■ **What this exercise asks**
A - List every Portsmouth citizen the extract names as having freed slaves for religious reasons, with the number of slaves each freed.
B - Summarize the extract on Portsmouth's Quakers in two sentences.

Portsmouth’s Quakers had difficulties with helping the Rebels as well. Captain Jonathan Brownell, a Quaker, raised and organized a Portsmouth troop for the defense of the Island. That troop marched off to the Battle of Bunker Hill. Brownell, a Quaker, was dismissed from the Society of Friends. * A Quaker publication states that after he returned to Rhode Island at Providence, he contracted smallpox and to pay off his bills he was a substitute soldier for famed Quaker Moses Brown.
White
The census records help us understand who the people of Portsmouth were as a whole. Whites made up to 90.5% of the town residents in 1774 and 93.5% in 1782. In 2020 the white population is about 95%. There may have been more slaves on some of the gentlemen farms of Newport merchants in Portsmouth. Samuel Elam, who dressed in simple Quaker garb despite his rich lifestyle, is such an example. His Portsmouth estate was named “Vaucluse” and it was situated off of Wapping Road. This was no rustic rural retreat. Elam had enlarged the house to resemble a temple and he developed elaborate gardens on the grounds. One French visitor described Elam as “the only farmer in the island who does not personally labour upon his own ground.” ** He would be in need of workers for his estate. In most cases one or two slaves were owned.
Elam and other Portsmouth Quakers were finding a conflict between their faith and their slaveholding traditions. In earlier days Quakers could justify their slaveholding by saying they treated them well and educated them. Especially after the American Revolution, Quaker leaders were preaching that ownership of slaves contradicted their fundamental idea of equality of all human beings. In 1774 Quakers were told to give up their slaves or leave the Society of Friends. Portsmouth Quakers began to free their slaves.
Among Portsmouth citizens who freed their slaves for religious reasons were William Anthony (1 slave 1775), Thomas Brownell (1 slave 1775), James Coggeshall (3 slaves 1775), Cornell Walter (2 slaves, 1775). Weston Hicks (1 slave 1775), Isaac Lawton (1 slave 1775), James Sisson (3 slaves, 1775).

■ **Dataset content**
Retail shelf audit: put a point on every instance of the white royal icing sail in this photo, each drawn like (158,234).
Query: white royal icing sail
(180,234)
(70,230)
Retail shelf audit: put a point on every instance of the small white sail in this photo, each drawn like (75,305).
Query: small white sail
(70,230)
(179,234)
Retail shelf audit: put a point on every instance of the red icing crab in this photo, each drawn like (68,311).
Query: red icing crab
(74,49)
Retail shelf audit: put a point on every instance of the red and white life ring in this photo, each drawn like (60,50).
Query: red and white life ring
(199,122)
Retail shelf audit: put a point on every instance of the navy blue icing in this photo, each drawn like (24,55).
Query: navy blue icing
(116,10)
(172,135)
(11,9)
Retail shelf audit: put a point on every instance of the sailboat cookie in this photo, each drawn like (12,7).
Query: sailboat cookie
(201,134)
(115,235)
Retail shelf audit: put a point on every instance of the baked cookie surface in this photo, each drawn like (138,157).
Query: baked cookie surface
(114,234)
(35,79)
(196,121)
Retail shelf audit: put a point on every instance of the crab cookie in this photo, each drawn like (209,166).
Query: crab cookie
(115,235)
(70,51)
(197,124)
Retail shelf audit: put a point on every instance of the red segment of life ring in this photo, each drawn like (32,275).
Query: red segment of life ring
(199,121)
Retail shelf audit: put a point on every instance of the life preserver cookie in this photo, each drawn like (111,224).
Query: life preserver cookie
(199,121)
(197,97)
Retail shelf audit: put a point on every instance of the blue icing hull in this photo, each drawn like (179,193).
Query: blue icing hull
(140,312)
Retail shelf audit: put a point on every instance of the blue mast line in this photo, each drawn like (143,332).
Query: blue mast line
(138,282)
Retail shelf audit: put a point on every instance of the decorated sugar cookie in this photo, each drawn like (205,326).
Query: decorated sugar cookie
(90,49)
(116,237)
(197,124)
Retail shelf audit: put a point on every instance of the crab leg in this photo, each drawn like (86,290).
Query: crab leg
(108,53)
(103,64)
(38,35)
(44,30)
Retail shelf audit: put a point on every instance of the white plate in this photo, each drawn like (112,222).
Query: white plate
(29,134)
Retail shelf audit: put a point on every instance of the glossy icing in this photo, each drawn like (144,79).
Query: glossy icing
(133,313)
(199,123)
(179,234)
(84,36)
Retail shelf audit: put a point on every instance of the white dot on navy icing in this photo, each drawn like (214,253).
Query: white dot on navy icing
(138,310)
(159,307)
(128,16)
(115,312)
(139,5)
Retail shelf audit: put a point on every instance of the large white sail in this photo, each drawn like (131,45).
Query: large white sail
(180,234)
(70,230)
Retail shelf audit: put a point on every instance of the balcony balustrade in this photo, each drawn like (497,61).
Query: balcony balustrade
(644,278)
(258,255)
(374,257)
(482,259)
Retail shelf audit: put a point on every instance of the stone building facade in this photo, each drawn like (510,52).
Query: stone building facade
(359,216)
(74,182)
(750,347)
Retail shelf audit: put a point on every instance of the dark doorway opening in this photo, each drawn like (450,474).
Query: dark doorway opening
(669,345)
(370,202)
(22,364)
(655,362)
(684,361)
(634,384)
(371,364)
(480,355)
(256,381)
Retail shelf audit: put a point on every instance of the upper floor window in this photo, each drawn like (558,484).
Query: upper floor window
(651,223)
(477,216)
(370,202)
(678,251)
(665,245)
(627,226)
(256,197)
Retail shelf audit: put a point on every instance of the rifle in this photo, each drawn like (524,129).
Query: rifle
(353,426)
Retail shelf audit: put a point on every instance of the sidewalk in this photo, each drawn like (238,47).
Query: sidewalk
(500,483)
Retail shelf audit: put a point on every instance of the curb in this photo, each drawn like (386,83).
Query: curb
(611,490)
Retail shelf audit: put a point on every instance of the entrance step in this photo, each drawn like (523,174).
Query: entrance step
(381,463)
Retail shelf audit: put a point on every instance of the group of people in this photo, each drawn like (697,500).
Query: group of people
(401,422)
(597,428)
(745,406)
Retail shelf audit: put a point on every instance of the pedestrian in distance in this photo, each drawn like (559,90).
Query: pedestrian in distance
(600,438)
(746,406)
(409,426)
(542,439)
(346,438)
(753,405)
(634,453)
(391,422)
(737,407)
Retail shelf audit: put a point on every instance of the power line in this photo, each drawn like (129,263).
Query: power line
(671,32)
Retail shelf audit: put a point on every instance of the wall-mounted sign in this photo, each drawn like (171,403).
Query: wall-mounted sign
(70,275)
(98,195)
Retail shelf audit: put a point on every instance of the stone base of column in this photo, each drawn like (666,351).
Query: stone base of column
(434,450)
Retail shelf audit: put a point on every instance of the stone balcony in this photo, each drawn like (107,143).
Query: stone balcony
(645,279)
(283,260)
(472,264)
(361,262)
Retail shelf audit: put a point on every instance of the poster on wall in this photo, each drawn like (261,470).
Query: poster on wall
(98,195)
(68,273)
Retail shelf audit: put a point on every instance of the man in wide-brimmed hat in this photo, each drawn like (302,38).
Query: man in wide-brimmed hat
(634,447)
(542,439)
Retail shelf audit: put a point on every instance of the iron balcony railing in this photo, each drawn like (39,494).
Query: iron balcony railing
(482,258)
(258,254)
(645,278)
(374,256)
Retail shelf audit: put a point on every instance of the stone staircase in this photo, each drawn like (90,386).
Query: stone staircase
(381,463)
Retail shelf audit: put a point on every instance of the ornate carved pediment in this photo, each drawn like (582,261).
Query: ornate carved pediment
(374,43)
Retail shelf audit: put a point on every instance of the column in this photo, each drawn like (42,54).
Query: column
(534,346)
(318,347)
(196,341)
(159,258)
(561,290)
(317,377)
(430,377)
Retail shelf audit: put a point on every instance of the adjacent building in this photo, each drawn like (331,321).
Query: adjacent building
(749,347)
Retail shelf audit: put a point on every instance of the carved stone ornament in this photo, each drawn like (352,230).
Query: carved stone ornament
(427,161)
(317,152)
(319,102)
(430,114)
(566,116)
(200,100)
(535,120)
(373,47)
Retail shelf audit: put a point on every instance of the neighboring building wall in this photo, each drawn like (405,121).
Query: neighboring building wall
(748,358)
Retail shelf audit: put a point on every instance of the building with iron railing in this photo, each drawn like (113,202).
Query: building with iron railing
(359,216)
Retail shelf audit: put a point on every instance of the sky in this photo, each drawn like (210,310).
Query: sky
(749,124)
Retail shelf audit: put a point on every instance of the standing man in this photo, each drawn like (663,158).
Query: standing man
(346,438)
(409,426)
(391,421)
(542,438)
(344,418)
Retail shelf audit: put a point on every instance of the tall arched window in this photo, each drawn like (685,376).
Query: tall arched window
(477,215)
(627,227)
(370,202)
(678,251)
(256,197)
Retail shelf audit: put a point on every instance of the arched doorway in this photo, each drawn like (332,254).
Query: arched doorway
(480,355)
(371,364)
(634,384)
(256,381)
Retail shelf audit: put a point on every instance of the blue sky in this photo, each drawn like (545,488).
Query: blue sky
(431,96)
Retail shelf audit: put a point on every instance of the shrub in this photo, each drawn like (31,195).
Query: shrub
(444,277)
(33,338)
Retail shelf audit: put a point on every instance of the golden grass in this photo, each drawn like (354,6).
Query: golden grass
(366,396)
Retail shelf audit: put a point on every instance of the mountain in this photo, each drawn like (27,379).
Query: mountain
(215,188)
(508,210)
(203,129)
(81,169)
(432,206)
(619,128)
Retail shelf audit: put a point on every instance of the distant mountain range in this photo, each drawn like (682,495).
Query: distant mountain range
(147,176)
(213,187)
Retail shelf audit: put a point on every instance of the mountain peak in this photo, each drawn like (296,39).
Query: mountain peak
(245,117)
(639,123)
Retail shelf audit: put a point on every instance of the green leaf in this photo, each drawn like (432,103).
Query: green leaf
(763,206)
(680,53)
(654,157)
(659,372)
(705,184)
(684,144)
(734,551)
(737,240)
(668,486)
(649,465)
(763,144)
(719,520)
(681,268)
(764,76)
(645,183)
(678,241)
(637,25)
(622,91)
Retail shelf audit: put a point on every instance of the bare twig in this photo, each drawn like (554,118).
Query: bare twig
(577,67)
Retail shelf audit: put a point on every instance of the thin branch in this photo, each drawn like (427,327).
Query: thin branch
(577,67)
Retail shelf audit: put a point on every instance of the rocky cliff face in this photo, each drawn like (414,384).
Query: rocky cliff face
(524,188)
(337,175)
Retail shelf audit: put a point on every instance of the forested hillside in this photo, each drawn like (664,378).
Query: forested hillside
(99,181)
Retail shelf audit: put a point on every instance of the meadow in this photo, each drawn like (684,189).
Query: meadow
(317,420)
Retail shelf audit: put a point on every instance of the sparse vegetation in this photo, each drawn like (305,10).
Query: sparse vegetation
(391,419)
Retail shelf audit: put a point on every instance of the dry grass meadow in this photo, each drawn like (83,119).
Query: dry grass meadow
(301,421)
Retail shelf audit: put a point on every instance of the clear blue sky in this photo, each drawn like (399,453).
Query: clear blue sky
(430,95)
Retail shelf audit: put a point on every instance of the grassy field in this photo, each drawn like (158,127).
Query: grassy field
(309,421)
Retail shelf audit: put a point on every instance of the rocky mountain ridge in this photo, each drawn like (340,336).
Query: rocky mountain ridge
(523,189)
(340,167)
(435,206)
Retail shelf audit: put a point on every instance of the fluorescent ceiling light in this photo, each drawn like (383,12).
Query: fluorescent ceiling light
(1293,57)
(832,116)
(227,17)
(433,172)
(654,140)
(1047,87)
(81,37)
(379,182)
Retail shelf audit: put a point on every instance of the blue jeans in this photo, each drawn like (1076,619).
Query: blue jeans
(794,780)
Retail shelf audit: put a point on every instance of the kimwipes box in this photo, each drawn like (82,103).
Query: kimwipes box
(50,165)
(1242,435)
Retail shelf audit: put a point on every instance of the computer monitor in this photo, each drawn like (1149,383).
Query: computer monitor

■ **Responses**
A -
- William Anthony: 1 slave
- Thomas Brownell: 1 slave
- James Coggeshall: 3 slaves
- Cornell Walter: 2 slaves
- Weston Hicks: 1 slave
- Isaac Lawton: 1 slave
- James Sisson: 3 slaves

B - Portsmouth's Quakers struggled with supporting the Rebels: Captain Jonathan Brownell raised a troop that marched to Bunker Hill and was dismissed from the Society of Friends. Census records show the town was mostly white, and Quaker slaveholders such as Samuel Elam faced a conflict between faith and slaveholding until, after Quakers were told in 1774 to give up their slaves or leave the Society, Portsmouth Quakers began freeing them.